* [WRITTEN TASK]: Convert every line of the data below into a Markdown table with the columns "Number" and "Text," numbering the rows in order and skipping blank lines. Leave the pictures out of the table.

Box annotations for photos:
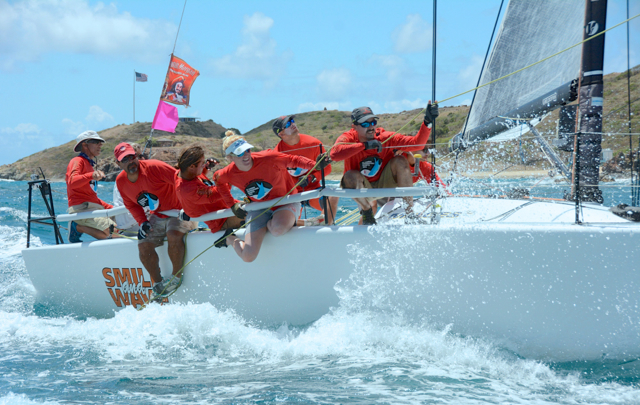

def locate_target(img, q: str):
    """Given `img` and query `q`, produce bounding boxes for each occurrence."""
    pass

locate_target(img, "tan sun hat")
[73,131,105,152]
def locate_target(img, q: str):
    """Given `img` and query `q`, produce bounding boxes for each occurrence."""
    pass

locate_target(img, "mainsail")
[461,0,585,145]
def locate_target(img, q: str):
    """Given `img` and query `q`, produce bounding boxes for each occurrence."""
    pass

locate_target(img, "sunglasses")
[120,155,137,163]
[360,120,378,128]
[280,120,295,132]
[230,149,251,157]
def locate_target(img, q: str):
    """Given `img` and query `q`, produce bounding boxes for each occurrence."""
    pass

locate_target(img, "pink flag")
[151,101,179,132]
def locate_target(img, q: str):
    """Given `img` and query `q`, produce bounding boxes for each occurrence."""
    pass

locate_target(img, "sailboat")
[18,0,640,360]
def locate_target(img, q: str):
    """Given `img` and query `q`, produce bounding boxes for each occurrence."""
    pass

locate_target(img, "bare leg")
[138,242,162,283]
[324,197,340,225]
[227,227,267,263]
[267,210,296,236]
[167,230,184,277]
[76,223,109,240]
[389,155,413,212]
[342,170,378,213]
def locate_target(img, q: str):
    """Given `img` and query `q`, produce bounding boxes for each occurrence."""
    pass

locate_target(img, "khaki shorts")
[245,203,302,233]
[340,164,398,203]
[67,202,116,231]
[138,214,198,247]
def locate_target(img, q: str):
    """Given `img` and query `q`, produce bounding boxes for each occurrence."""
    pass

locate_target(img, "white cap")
[224,138,253,156]
[73,131,105,152]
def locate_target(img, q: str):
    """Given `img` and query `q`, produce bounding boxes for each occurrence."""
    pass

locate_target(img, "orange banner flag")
[160,55,200,107]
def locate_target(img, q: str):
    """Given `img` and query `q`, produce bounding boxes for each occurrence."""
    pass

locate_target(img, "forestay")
[464,0,584,143]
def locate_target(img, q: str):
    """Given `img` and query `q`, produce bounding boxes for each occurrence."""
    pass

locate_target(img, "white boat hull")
[23,199,640,360]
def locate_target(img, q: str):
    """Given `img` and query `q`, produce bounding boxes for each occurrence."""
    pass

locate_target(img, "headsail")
[462,0,584,144]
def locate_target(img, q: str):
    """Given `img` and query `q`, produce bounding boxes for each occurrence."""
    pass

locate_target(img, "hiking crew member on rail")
[272,115,339,226]
[396,150,452,195]
[113,142,198,301]
[176,145,242,233]
[213,131,327,262]
[65,131,116,243]
[331,103,438,225]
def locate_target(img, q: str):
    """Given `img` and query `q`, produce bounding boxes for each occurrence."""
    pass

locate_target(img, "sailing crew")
[213,131,328,262]
[331,102,438,225]
[272,115,339,226]
[113,143,144,236]
[113,142,198,301]
[396,150,451,195]
[65,131,115,243]
[176,145,242,233]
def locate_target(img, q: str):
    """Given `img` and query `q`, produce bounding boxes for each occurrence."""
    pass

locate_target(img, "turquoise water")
[0,179,640,404]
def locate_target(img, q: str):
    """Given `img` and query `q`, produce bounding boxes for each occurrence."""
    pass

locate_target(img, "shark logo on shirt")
[244,180,273,200]
[287,167,309,177]
[136,191,160,211]
[360,156,382,177]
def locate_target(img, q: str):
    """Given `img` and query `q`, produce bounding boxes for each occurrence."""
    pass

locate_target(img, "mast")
[572,0,607,203]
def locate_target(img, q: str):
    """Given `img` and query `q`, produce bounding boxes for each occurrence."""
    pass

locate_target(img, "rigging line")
[460,0,504,135]
[427,0,438,187]
[141,152,326,309]
[627,0,634,202]
[370,14,640,155]
[171,0,187,55]
[432,14,640,107]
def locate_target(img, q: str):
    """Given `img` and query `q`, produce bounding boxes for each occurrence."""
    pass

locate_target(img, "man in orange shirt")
[176,145,242,233]
[113,142,198,301]
[65,131,115,243]
[331,102,438,225]
[272,115,339,226]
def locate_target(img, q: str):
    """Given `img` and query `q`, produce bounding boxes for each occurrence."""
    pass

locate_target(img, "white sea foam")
[0,392,60,405]
[0,304,640,404]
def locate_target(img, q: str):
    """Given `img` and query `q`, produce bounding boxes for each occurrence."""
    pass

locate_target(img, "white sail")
[464,0,584,142]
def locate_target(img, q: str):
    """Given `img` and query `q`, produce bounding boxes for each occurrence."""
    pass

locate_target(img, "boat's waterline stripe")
[56,187,437,222]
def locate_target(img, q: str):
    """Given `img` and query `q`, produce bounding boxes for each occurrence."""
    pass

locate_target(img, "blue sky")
[0,0,640,164]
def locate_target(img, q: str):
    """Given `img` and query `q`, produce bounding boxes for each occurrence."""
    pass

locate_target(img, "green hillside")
[0,67,640,180]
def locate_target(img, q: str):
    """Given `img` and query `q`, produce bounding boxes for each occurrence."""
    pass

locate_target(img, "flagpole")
[133,69,136,124]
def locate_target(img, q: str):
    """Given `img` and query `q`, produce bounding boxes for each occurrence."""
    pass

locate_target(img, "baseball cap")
[224,138,253,156]
[351,107,378,124]
[272,115,295,135]
[113,142,136,162]
[73,131,104,152]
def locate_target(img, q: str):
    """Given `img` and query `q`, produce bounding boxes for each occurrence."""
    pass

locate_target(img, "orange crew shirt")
[176,175,236,233]
[116,159,182,225]
[330,123,431,182]
[213,150,316,204]
[65,156,113,209]
[275,134,331,191]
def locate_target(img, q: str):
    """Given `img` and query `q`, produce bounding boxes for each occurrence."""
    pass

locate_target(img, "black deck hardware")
[27,173,64,248]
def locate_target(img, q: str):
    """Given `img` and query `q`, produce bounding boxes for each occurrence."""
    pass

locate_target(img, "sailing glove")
[207,158,220,170]
[298,174,316,188]
[316,153,331,170]
[178,210,191,221]
[138,221,151,240]
[231,203,247,219]
[362,139,382,153]
[424,103,440,125]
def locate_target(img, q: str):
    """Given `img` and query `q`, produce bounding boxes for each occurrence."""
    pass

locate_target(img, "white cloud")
[62,118,87,136]
[211,12,291,85]
[391,14,432,53]
[457,55,483,94]
[383,98,427,113]
[316,68,352,100]
[0,123,60,164]
[0,0,176,70]
[298,101,353,113]
[369,55,413,100]
[85,105,114,123]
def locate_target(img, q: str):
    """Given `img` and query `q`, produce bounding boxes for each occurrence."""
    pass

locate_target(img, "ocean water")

* [EXERCISE RESPONSE]:
| Number | Text |
|---|---|
| 1 | def locate_target(img, q: str): |
| 2 |     """Given `img` and query `q`, produce bounding boxes for each occurrence.""" |
| 3 |     pass |
| 4 | locate_target(img, "tan sun hat") |
| 5 | [73,131,105,152] |
| 6 | def locate_target(img, q: str): |
| 7 |     """Given `img` and query `q`, produce bounding boxes for each occurrence.""" |
| 8 |     pass |
| 9 | locate_target(img, "mainsail") |
| 10 | [461,0,585,145] |
| 11 | def locate_target(img, q: str): |
| 12 |     """Given `img` and query `q`, produce bounding boxes for each occurrence.""" |
| 13 |     pass |
| 14 | locate_target(img, "sunglasses") |
| 15 | [120,155,137,163] |
| 16 | [360,120,378,128] |
| 17 | [280,120,295,132] |
| 18 | [230,149,251,157] |
| 19 | def locate_target(img, q: str): |
| 20 |     """Given `img` and query `q`, produce bounding boxes for each occurrence.""" |
| 21 |     pass |
| 22 | locate_target(img, "pink flag") |
| 23 | [151,101,179,132] |
| 24 | def locate_target(img, q: str): |
| 25 |     """Given `img` and query `q`, produce bounding boxes for each occurrence.""" |
| 26 |     pass |
| 27 | locate_target(img, "sailboat") |
| 28 | [18,0,640,360] |
| 29 | def locate_target(img, q: str): |
| 30 |     """Given `img` and query `q`, produce bounding boxes for each occurrence.""" |
| 31 |     pass |
| 32 | locate_target(img, "bare leg") |
| 33 | [138,242,162,283] |
| 34 | [324,197,340,225] |
| 35 | [227,227,267,263] |
| 36 | [267,210,296,236] |
| 37 | [167,230,184,277] |
| 38 | [76,223,109,240] |
| 39 | [389,155,413,212] |
| 40 | [342,170,378,213] |
| 41 | def locate_target(img, q: str): |
| 42 |     """Given `img` and query `q`, produce bounding boxes for each occurrence.""" |
| 43 |     pass |
| 44 | locate_target(img, "khaki shorts") |
| 45 | [245,203,302,233] |
| 46 | [340,164,398,203] |
| 47 | [67,202,116,231] |
| 48 | [138,214,198,247] |
| 49 | def locate_target(img, q: str): |
| 50 |     """Given `img` and query `q`, produce bounding boxes for each occurrence.""" |
| 51 |     pass |
| 52 | locate_target(img, "white cap") |
| 53 | [224,138,253,156] |
| 54 | [73,131,105,152] |
| 55 | def locate_target(img, q: str): |
| 56 |     """Given `img` and query `q`, produce bounding boxes for each occurrence.""" |
| 57 |     pass |
| 58 | locate_target(img, "orange banner flag") |
| 59 | [160,55,200,107] |
| 60 | def locate_target(img, q: str): |
| 61 |     """Given `img` and query `q`, produce bounding boxes for each occurrence.""" |
| 62 |     pass |
| 63 | locate_target(img, "forestay") |
| 64 | [464,0,584,143] |
| 65 | def locate_target(img, q: str): |
| 66 |     """Given `img` and query `q`, produce bounding boxes for each occurrence.""" |
| 67 |     pass |
| 68 | locate_target(img, "white boat hull") |
| 69 | [23,199,640,360] |
| 70 | def locate_target(img, q: str): |
| 71 |     """Given `img` and query `q`, produce bounding boxes for each occurrence.""" |
| 72 |     pass |
| 73 | locate_target(img, "headsail") |
| 74 | [462,0,584,144] |
| 75 | def locate_target(img, q: str): |
| 76 |     """Given `img` and query `q`, produce bounding boxes for each occurrence.""" |
| 77 |     pass |
| 78 | locate_target(img, "hiking crew member on rail") |
| 79 | [272,115,339,226] |
| 80 | [396,150,452,195] |
| 81 | [113,142,198,301] |
| 82 | [176,145,242,233] |
| 83 | [213,131,327,262] |
| 84 | [65,131,116,243] |
| 85 | [331,103,438,225] |
| 86 | def locate_target(img, q: str): |
| 87 |     """Given `img` and query `q`, produce bounding boxes for each occurrence.""" |
| 88 |     pass |
| 89 | locate_target(img, "sailing crew") |
| 90 | [213,131,328,262] |
| 91 | [331,102,438,225] |
| 92 | [272,115,339,226] |
| 93 | [113,143,144,236] |
| 94 | [113,142,198,301] |
| 95 | [396,150,451,195] |
| 96 | [65,131,115,243] |
| 97 | [176,145,242,233] |
| 98 | def locate_target(img, q: str): |
| 99 |     """Given `img` and query `q`, produce bounding boxes for each occurrence.""" |
| 100 |     pass |
| 101 | locate_target(img, "turquoise water") |
| 102 | [0,179,640,404] |
| 103 | def locate_target(img, q: str): |
| 104 |     """Given `img` and query `q`, produce bounding boxes for each occurrence.""" |
| 105 |     pass |
| 106 | locate_target(img, "shark logo on shirt") |
| 107 | [244,180,273,200] |
| 108 | [287,167,309,177] |
| 109 | [136,191,160,211] |
| 110 | [360,156,382,177] |
| 111 | def locate_target(img, q: str): |
| 112 |     """Given `img` and query `q`, produce bounding boxes for each occurrence.""" |
| 113 |     pass |
| 114 | locate_target(img, "mast") |
| 115 | [572,0,607,203] |
| 116 | def locate_target(img, q: str): |
| 117 |     """Given `img` and query `q`, produce bounding boxes for each occurrence.""" |
| 118 |     pass |
| 119 | locate_target(img, "rigging line") |
| 120 | [460,0,504,135] |
| 121 | [427,0,438,187] |
| 122 | [141,152,326,309] |
| 123 | [627,0,634,202] |
| 124 | [370,14,640,155] |
| 125 | [171,0,187,55] |
| 126 | [432,14,640,107] |
| 127 | def locate_target(img, q: str): |
| 128 |     """Given `img` and query `q`, produce bounding boxes for each occurrence.""" |
| 129 |     pass |
| 130 | locate_target(img, "man in orange shirt") |
| 131 | [176,145,242,233] |
| 132 | [113,142,198,301] |
| 133 | [65,131,115,243] |
| 134 | [331,102,438,225] |
| 135 | [272,115,339,226] |
| 136 | def locate_target(img, q: str): |
| 137 |     """Given `img` and query `q`, produce bounding boxes for each occurrence.""" |
| 138 |     pass |
| 139 | locate_target(img, "white sea foam") |
| 140 | [0,392,60,405] |
| 141 | [0,304,640,404] |
| 142 | def locate_target(img, q: str): |
| 143 |     """Given `img` and query `q`, produce bounding boxes for each occurrence.""" |
| 144 |     pass |
| 145 | locate_target(img, "white sail") |
| 146 | [464,0,584,142] |
| 147 | def locate_target(img, q: str): |
| 148 |     """Given `img` and query `q`, produce bounding boxes for each occurrence.""" |
| 149 |     pass |
| 150 | locate_target(img, "boat's waterline stripe") |
| 151 | [56,187,437,222] |
| 152 | def locate_target(img, q: str): |
| 153 |     """Given `img` and query `q`, produce bounding boxes for each occurrence.""" |
| 154 |     pass |
| 155 | locate_target(img, "blue sky") |
| 156 | [0,0,640,164] |
| 157 | def locate_target(img, q: str): |
| 158 |     """Given `img` and query `q`, produce bounding boxes for each occurrence.""" |
| 159 |     pass |
| 160 | locate_target(img, "green hillside") |
| 161 | [0,67,640,180] |
| 162 | def locate_target(img, q: str): |
| 163 |     """Given `img` and query `q`, produce bounding boxes for each occurrence.""" |
| 164 |     pass |
| 165 | locate_target(img, "flagpole") |
| 166 | [133,69,136,124] |
| 167 | def locate_target(img, q: str): |
| 168 |     """Given `img` and query `q`, produce bounding boxes for each occurrence.""" |
| 169 |     pass |
| 170 | locate_target(img, "baseball cap") |
| 171 | [224,138,253,156] |
| 172 | [351,107,378,124] |
| 173 | [272,115,295,135] |
| 174 | [113,142,136,162] |
| 175 | [73,131,104,152] |
| 176 | def locate_target(img, q: str): |
| 177 |     """Given `img` and query `q`, produce bounding boxes for each occurrence.""" |
| 178 |     pass |
| 179 | locate_target(img, "orange crew shirt") |
| 180 | [176,175,236,233] |
| 181 | [116,159,182,225] |
| 182 | [330,123,431,182] |
| 183 | [213,150,316,204] |
| 184 | [65,156,113,209] |
| 185 | [275,134,331,191] |
| 186 | def locate_target(img, q: str): |
| 187 |     """Given `img` and query `q`, produce bounding boxes for each occurrence.""" |
| 188 |     pass |
| 189 | locate_target(img, "black deck hardware") |
| 190 | [27,173,64,248] |
| 191 | def locate_target(img, q: str): |
| 192 |     """Given `img` and query `q`, produce bounding boxes for each occurrence.""" |
| 193 |     pass |
| 194 | locate_target(img, "sailing glove") |
| 195 | [207,158,220,170] |
| 196 | [298,174,316,188] |
| 197 | [316,153,331,170] |
| 198 | [178,210,191,221] |
| 199 | [138,221,151,240] |
| 200 | [231,203,247,219] |
| 201 | [362,139,382,153] |
| 202 | [424,103,440,125] |
| 203 | def locate_target(img, q: str): |
| 204 |     """Given `img` and query `q`, produce bounding boxes for each occurrence.""" |
| 205 |     pass |
| 206 | locate_target(img, "white cloud") |
| 207 | [62,118,87,136] |
| 208 | [211,12,291,85] |
| 209 | [391,14,432,53] |
| 210 | [457,55,483,94] |
| 211 | [383,98,427,113] |
| 212 | [316,68,352,100] |
| 213 | [0,123,60,164] |
| 214 | [0,0,176,70] |
| 215 | [298,101,353,113] |
| 216 | [369,55,413,100] |
| 217 | [85,105,114,123] |
| 218 | def locate_target(img, q: str): |
| 219 |     """Given `img` and query `q`, produce bounding boxes for each occurrence.""" |
| 220 |     pass |
| 221 | locate_target(img, "ocean water") |